§ WHAT IS REQUIRED: One part of the entries below is wanted: the lines from the one containing "The magenta blossom" through the one containing "The green leaf". Write those out exactly and nothing else.

════════════════════

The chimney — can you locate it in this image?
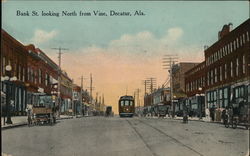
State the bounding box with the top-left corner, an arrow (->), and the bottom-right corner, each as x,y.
218,23 -> 232,40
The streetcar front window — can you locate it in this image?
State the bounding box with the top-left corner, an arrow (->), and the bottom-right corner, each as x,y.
130,101 -> 134,106
120,101 -> 124,106
125,100 -> 129,106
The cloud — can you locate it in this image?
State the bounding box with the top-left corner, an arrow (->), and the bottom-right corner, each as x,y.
30,29 -> 58,45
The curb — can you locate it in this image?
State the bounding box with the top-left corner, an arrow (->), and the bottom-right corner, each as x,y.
1,122 -> 27,130
56,116 -> 74,120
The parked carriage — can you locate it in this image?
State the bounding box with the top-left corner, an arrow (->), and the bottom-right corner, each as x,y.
31,106 -> 54,125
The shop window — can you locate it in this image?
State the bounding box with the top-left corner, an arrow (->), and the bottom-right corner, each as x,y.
224,88 -> 228,108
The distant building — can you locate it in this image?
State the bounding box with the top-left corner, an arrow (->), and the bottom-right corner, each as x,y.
172,62 -> 200,98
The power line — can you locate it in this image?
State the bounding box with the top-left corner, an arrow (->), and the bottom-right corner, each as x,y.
162,54 -> 178,118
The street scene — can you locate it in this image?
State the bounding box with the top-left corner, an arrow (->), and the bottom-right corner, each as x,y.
1,1 -> 250,156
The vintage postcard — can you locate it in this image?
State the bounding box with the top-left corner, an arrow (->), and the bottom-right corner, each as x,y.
1,1 -> 249,156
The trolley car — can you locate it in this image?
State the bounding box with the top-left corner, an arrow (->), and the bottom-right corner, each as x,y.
119,95 -> 135,117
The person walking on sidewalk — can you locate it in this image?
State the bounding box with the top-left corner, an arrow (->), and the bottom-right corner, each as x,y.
26,107 -> 32,126
210,105 -> 215,122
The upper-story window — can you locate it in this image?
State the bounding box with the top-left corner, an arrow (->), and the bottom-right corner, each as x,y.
247,31 -> 249,42
227,44 -> 230,54
236,58 -> 239,76
18,65 -> 21,81
211,70 -> 214,85
230,61 -> 233,77
243,55 -> 246,74
233,40 -> 236,51
230,42 -> 233,53
225,64 -> 227,80
243,34 -> 245,44
220,66 -> 222,81
236,38 -> 239,48
240,36 -> 242,46
2,57 -> 6,75
38,69 -> 42,84
214,68 -> 217,83
22,67 -> 25,82
207,73 -> 210,86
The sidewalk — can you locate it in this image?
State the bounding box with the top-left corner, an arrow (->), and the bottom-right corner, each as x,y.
1,115 -> 74,130
1,116 -> 27,130
146,115 -> 221,124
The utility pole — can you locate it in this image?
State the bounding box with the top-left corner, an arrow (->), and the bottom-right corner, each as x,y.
162,54 -> 178,118
80,76 -> 83,116
52,47 -> 68,117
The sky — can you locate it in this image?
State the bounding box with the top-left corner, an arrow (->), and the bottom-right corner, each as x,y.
2,1 -> 249,113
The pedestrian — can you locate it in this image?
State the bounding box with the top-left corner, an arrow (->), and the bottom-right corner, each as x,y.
26,108 -> 32,126
210,105 -> 215,122
221,109 -> 226,124
183,109 -> 188,123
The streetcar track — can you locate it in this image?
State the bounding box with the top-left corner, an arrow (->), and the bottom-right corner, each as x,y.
137,118 -> 204,156
126,119 -> 159,156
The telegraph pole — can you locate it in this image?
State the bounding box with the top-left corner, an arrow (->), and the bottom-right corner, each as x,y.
162,55 -> 178,118
52,47 -> 68,117
80,76 -> 83,116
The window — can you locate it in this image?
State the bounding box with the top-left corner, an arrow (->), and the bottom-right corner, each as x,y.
236,38 -> 239,48
224,46 -> 227,55
214,68 -> 217,83
236,58 -> 239,76
247,31 -> 249,42
243,55 -> 245,74
38,69 -> 42,84
207,73 -> 210,86
243,34 -> 245,44
125,100 -> 129,106
2,57 -> 5,75
225,64 -> 227,79
211,70 -> 214,85
230,61 -> 233,77
27,67 -> 30,81
220,66 -> 222,81
240,36 -> 242,46
219,89 -> 223,108
233,40 -> 236,51
230,42 -> 232,52
224,88 -> 229,107
22,67 -> 25,81
120,101 -> 124,106
18,65 -> 21,80
45,73 -> 49,86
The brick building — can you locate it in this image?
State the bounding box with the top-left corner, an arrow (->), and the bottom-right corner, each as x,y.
185,18 -> 250,120
1,29 -> 28,116
60,71 -> 73,114
25,45 -> 59,108
172,62 -> 200,98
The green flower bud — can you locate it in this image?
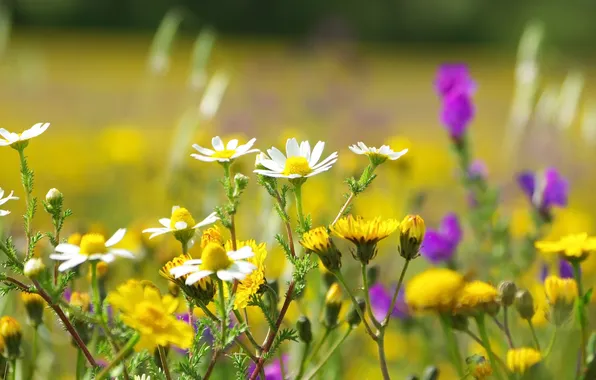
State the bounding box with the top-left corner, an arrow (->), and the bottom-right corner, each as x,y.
347,298 -> 366,327
498,281 -> 517,307
450,314 -> 469,331
296,316 -> 313,344
398,215 -> 425,260
515,289 -> 535,320
21,292 -> 45,328
233,173 -> 249,196
23,258 -> 45,278
366,265 -> 380,287
0,317 -> 22,359
324,283 -> 343,328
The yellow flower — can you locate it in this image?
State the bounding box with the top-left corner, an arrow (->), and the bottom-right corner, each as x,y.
506,347 -> 542,374
224,240 -> 267,309
21,292 -> 45,327
544,276 -> 578,305
325,283 -> 343,306
405,268 -> 465,312
0,316 -> 22,358
160,254 -> 216,304
398,214 -> 425,259
300,227 -> 341,271
108,280 -> 193,352
455,281 -> 499,315
331,215 -> 399,264
201,226 -> 224,249
70,292 -> 92,312
535,233 -> 596,262
472,360 -> 492,380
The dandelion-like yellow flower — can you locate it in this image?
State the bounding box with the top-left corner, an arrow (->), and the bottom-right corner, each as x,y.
535,233 -> 596,262
108,280 -> 193,352
506,347 -> 542,374
300,227 -> 342,271
21,292 -> 45,327
544,276 -> 577,305
0,316 -> 22,358
331,215 -> 399,264
455,281 -> 499,316
398,214 -> 425,260
160,254 -> 216,304
224,239 -> 268,309
201,226 -> 224,249
405,268 -> 465,312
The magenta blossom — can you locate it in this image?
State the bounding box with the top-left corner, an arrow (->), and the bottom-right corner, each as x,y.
517,167 -> 568,215
421,213 -> 462,264
435,64 -> 476,98
248,354 -> 288,379
369,284 -> 409,321
440,93 -> 475,141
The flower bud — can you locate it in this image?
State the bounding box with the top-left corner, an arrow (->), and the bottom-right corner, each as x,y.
544,276 -> 577,327
421,366 -> 440,380
324,283 -> 343,328
21,292 -> 45,327
498,281 -> 517,307
45,188 -> 63,206
300,227 -> 342,272
296,316 -> 313,344
450,314 -> 469,331
0,317 -> 22,359
347,297 -> 366,327
23,258 -> 46,278
233,173 -> 249,195
366,265 -> 380,287
515,290 -> 535,320
398,215 -> 425,260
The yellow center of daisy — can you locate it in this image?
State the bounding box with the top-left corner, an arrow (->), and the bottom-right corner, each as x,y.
211,149 -> 236,159
79,233 -> 107,255
170,208 -> 196,230
283,157 -> 312,176
200,242 -> 232,272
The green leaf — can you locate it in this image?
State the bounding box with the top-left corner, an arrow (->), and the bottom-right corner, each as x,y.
584,288 -> 593,305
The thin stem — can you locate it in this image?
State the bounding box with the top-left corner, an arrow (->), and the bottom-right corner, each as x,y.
2,277 -> 29,291
333,271 -> 376,340
544,328 -> 557,358
296,341 -> 311,379
217,279 -> 227,343
9,359 -> 16,380
308,328 -> 331,362
223,163 -> 237,251
361,263 -> 381,329
273,190 -> 296,258
203,350 -> 220,380
376,331 -> 390,380
303,327 -> 353,380
502,307 -> 515,348
382,259 -> 410,327
30,326 -> 38,380
233,309 -> 262,351
463,329 -> 508,372
75,350 -> 85,380
17,148 -> 33,260
527,320 -> 541,351
294,183 -> 306,230
96,333 -> 140,380
158,346 -> 173,380
572,262 -> 587,366
439,313 -> 464,377
475,314 -> 504,380
331,192 -> 354,226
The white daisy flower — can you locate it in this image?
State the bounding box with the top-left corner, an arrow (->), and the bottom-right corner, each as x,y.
170,243 -> 256,284
142,206 -> 219,240
0,123 -> 50,147
191,136 -> 259,163
349,142 -> 408,162
254,138 -> 338,179
0,188 -> 18,217
134,375 -> 151,380
50,229 -> 134,271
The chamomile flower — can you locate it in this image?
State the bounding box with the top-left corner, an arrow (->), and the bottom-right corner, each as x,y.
191,136 -> 259,163
349,142 -> 408,165
0,122 -> 50,148
50,229 -> 134,271
169,242 -> 256,284
142,206 -> 219,244
254,138 -> 338,179
0,188 -> 18,216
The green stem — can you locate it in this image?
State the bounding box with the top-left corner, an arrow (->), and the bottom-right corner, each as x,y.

════════════════════

§ ANSWER FOR THE TASK:
The magenta blossom — can you locate it in this image?
State the bounding box with the top-left corner, an arrow (->), and the bottom-right corner, each as x,y.
517,167 -> 568,215
421,213 -> 462,264
435,64 -> 476,98
248,354 -> 288,379
369,284 -> 409,321
440,93 -> 475,141
The flower bud — can you locate it in this image?
State the bounding box with the top-left corner, an arrow (->), and the bottom-right corner, each as x,y.
544,276 -> 577,327
421,366 -> 440,380
324,283 -> 343,328
21,292 -> 45,327
498,281 -> 517,307
45,188 -> 63,206
300,227 -> 342,272
296,316 -> 313,344
450,314 -> 469,331
0,317 -> 22,359
347,297 -> 366,327
23,258 -> 46,278
233,173 -> 249,195
366,265 -> 380,287
515,290 -> 535,320
398,215 -> 425,260
The yellow center of daisy — can you locate it in this image?
State the bounding box with the top-left corner, an arrow (->), and the bottom-right corner, each as x,y.
211,149 -> 236,159
79,233 -> 107,255
170,208 -> 196,230
283,157 -> 312,176
200,242 -> 232,272
The green leaf — can you locate it in this image?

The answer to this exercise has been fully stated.